Selected extract:

....

I know that you have been waiting with bated breath to discover what stunning revelation was forthcoming in these comments on confessional poets. On the other hand, you might wonder what a confessional poet is. If you belong to either of these two schools (note: not factions) or any in between welcome. Take a seat. I promise not to keep you long.

Confessional Poets--particularly those of the suicidal school--John Berryman, Sylvia Plath, and Anne Sexton, are probably not completely responsible for the phenomenon, but do bear a burden of responsibility for the progressive diminution of poetry. Surely this started with J. Alfred Prufrock, when the poet started to become so practiced in omphaloskepsis as to preclude the general audience. To some extent poetry became a game for the intellectual elite rather than a recreation for the middle classes as it had been up to that time. Ordinary people read Keats, Wordsworth, the Bronte Sisters, and in the United States, Freneau, Bryant, and Poe. But starting with Eliot (perhaps a bit earlier with some of the symbolists, but at least in English with Eliot) poetry became the purview of the intellectual. "The Waste Land" with its voluminous footnotes, multilingual references and arcane allusions to other poems and structures continues to confound undergraduate literature students who have not been caught in the eddies of the multiculti movement.

....

Mask labeling examples:
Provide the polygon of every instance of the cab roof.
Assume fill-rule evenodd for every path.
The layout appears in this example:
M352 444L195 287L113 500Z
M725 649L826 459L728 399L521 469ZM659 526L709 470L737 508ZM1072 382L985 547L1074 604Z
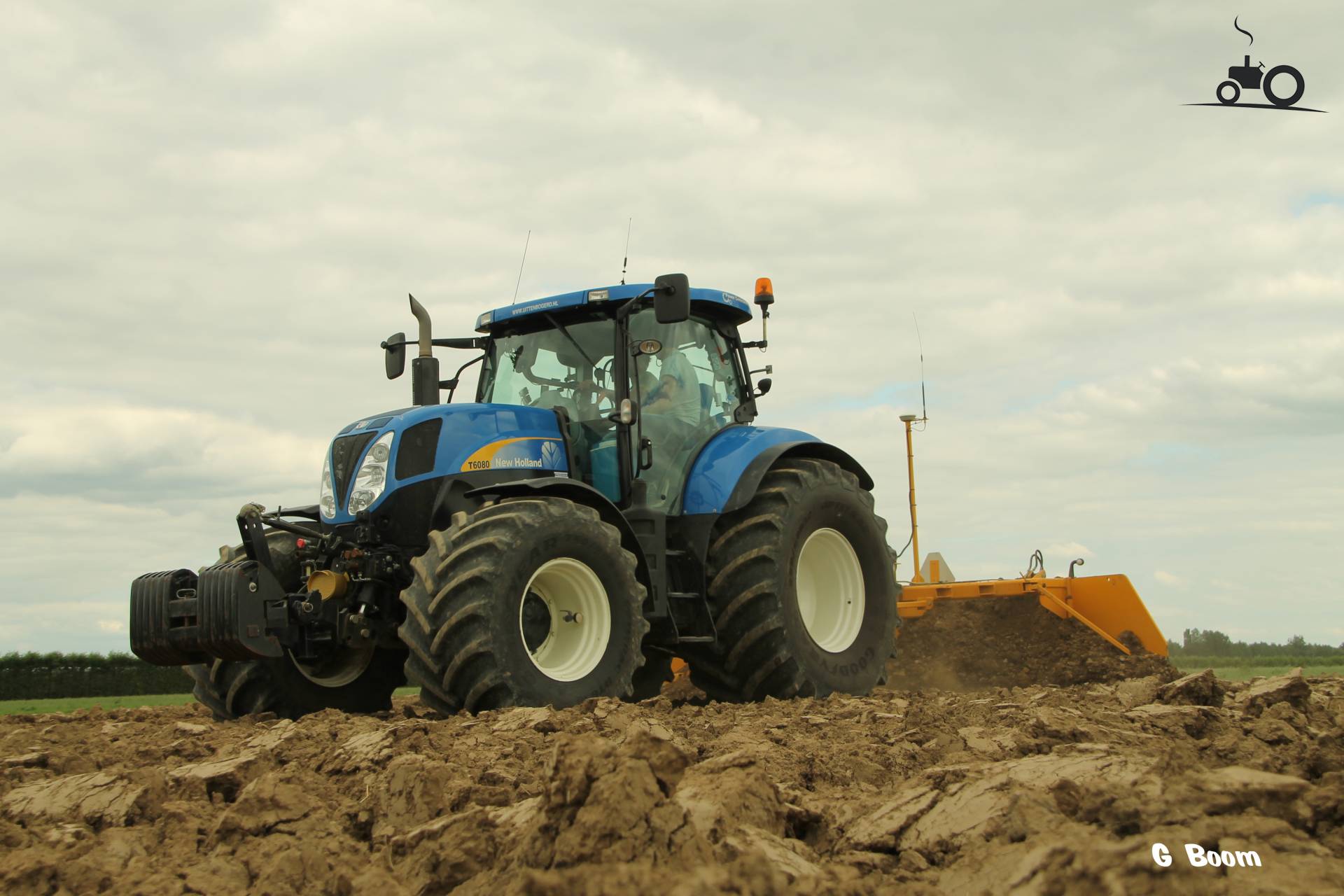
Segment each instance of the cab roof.
M622 283L618 286L595 286L581 289L574 293L560 293L546 298L534 298L516 305L504 305L492 312L485 312L476 318L476 332L488 333L499 324L513 321L528 314L540 312L554 312L564 308L578 308L582 305L601 305L603 302L621 302L634 298L640 293L653 289L653 283ZM746 300L732 293L719 289L691 289L691 308L707 312L719 317L727 317L734 324L745 324L751 320L751 306Z

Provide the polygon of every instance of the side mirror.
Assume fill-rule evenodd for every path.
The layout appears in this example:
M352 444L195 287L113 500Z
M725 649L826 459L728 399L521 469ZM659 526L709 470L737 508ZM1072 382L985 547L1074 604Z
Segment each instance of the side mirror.
M392 333L383 343L383 365L390 380L406 372L406 333Z
M661 274L653 289L653 316L660 324L680 324L691 317L691 281L685 274Z

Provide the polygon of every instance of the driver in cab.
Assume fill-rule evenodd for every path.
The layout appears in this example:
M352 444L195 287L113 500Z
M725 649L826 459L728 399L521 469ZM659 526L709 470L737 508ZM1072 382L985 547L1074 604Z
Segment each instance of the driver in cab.
M696 426L700 422L700 384L691 361L676 347L675 328L671 329L657 352L659 384L645 396L644 410Z

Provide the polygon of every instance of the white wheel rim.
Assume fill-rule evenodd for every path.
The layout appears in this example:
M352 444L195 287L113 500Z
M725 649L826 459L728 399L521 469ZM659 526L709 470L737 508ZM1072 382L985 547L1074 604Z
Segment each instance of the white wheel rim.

....

Rewrite everything in the piece on confessional poets from "I know that" down to "keep you long.", putting "chair" in place of "seat".

I know that you have been waiting with bated breath to discover what stunning revelation was forthcoming in these comments on confessional poets. On the other hand, you might wonder what a confessional poet is. If you belong to either of these two schools (note: not factions) or any in between welcome. Take a chair. I promise not to keep you long.